[Annotated coordinate records]
================
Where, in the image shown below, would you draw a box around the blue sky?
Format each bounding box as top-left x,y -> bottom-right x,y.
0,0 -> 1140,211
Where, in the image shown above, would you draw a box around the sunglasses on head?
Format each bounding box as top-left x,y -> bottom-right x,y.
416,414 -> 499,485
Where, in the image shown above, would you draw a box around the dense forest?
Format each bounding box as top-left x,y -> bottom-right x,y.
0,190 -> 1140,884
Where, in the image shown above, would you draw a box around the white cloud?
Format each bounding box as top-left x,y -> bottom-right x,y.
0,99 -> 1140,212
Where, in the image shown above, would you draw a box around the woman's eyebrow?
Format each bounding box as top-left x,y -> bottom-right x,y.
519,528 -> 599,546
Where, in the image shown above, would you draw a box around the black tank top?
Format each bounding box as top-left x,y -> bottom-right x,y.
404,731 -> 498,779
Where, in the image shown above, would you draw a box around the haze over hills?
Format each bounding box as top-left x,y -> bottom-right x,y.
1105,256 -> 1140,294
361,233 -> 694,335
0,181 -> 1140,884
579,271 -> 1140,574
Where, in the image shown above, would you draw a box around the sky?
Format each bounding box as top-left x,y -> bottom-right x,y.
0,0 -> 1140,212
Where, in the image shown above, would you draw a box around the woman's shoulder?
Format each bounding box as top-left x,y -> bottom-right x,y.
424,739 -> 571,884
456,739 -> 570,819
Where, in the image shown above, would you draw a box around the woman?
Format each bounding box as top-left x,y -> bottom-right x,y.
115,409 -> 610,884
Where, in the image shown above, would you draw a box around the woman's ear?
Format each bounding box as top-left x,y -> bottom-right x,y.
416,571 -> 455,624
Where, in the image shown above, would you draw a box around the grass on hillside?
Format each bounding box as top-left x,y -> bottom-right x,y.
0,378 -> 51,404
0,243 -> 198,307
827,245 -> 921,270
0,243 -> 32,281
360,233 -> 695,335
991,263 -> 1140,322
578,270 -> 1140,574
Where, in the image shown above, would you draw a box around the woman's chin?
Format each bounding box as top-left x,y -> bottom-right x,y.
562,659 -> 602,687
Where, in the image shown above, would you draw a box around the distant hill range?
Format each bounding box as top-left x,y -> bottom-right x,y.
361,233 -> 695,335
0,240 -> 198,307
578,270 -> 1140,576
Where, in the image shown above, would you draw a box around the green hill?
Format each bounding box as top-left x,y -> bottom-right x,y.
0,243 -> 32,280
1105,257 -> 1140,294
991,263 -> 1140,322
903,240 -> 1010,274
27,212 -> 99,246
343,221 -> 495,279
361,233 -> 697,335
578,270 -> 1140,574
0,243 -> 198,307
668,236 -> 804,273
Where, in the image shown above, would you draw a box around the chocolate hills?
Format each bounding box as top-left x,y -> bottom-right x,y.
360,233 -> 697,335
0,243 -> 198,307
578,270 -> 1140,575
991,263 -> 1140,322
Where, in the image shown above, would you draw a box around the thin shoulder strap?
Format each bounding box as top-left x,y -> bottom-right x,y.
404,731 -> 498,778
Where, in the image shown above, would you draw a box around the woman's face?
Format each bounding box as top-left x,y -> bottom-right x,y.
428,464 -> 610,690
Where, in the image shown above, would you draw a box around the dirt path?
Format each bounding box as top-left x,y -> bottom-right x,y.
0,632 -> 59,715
================
## REQUEST
Please print every one of the lines above, unchanged.

## REPLY
Where, in the image shown below, would you draw a box around the blue sky?
Format each bounding box as top-left x,y -> bottom-right x,y.
0,0 -> 1140,211
Where, in the image shown above, would you draw a box around the sunglasses on head?
Format each bounding box as top-left x,y -> bottom-right x,y.
416,414 -> 499,485
Where, in the image shown above, would you draw a box around the dense forest?
Format each bounding box as top-left x,y -> bottom-right x,y.
0,190 -> 1140,884
Where, in the image shown above, would you draw a box around the white cloud?
Format each bounding box as top-left x,y -> bottom-right x,y.
0,99 -> 1140,212
Where, in the image shown above, would you draw a box around the woman's eyebrow?
Format each bounding box as top-left x,y -> bottom-right x,y.
519,528 -> 599,546
Where, in the image shown above, would you draw a box around the black tank top?
Format each bounding box as top-left x,y -> bottom-right x,y.
404,731 -> 498,779
Where, in the image shown above, would you draw a box around the haze over hills?
Format each bounding box as top-left x,y -> bottom-right x,y.
1105,256 -> 1140,294
361,233 -> 694,335
0,181 -> 1140,884
579,271 -> 1140,574
Where, in the image shown above, would you draw a box around the sky?
Format each bounding box as top-left x,y -> bottom-right x,y.
0,0 -> 1140,212
Where, in the image shown above, would you draw a box around the woman's shoulder?
Format each bounding box as top-left x,y -> bottom-right x,y.
424,739 -> 571,884
456,739 -> 570,819
Where, in the image shown above, would you draw a box around the woman?
Format each bounding box as top-left x,y -> bottom-right x,y.
115,409 -> 610,884
Where, in the image shown above, would you draw a box around the woman's ear?
Format each bounding box as top-left x,y -> bottom-right x,y.
416,571 -> 455,624
Where, in the image shown above, would you draw a box around the grass on hillside?
Format each bounding box as top-left x,y -> bottom-right x,y.
0,378 -> 51,404
0,243 -> 198,307
827,245 -> 921,270
0,243 -> 32,281
360,233 -> 695,335
991,263 -> 1140,322
578,270 -> 1140,574
Where, in the image shown above, would you draw a box around the woman's chin?
Format each bounding box as top-left x,y -> bottom-right x,y.
562,659 -> 602,687
Where, in the image shown above, would you draw a box around the distant hill range?
Format each bounding box as top-left x,y -> bottom-right x,y.
361,233 -> 695,335
0,240 -> 198,307
578,270 -> 1140,576
Where, in the image shown above, would you draw a box around the green hill?
Format each bounding box as top-left x,y -> bottom-right x,y.
0,243 -> 32,280
1105,257 -> 1140,294
991,263 -> 1140,322
903,240 -> 1010,274
27,212 -> 99,246
343,221 -> 495,279
361,233 -> 697,335
578,270 -> 1140,574
0,243 -> 198,307
668,236 -> 804,273
Where, in the image shown above, would you draw a box around the chocolate hills?
Format each bounding box as top-left x,y -> bottom-right x,y.
360,233 -> 697,335
0,243 -> 198,307
578,270 -> 1140,575
991,263 -> 1140,322
Where, in the image shown above, would you draw a box around the thin shoulder strap?
Format each bounding box as top-left x,y -> bottom-right x,y.
404,731 -> 498,778
Where, in the image shown above, would you draw a box around the woman's face?
Format each bounding box as top-left x,y -> bottom-right x,y.
428,464 -> 610,690
Where, in the image shown above, would you draw a box around the dirt path?
Format each bounding box as top-left x,y -> bottom-right x,y.
0,632 -> 59,715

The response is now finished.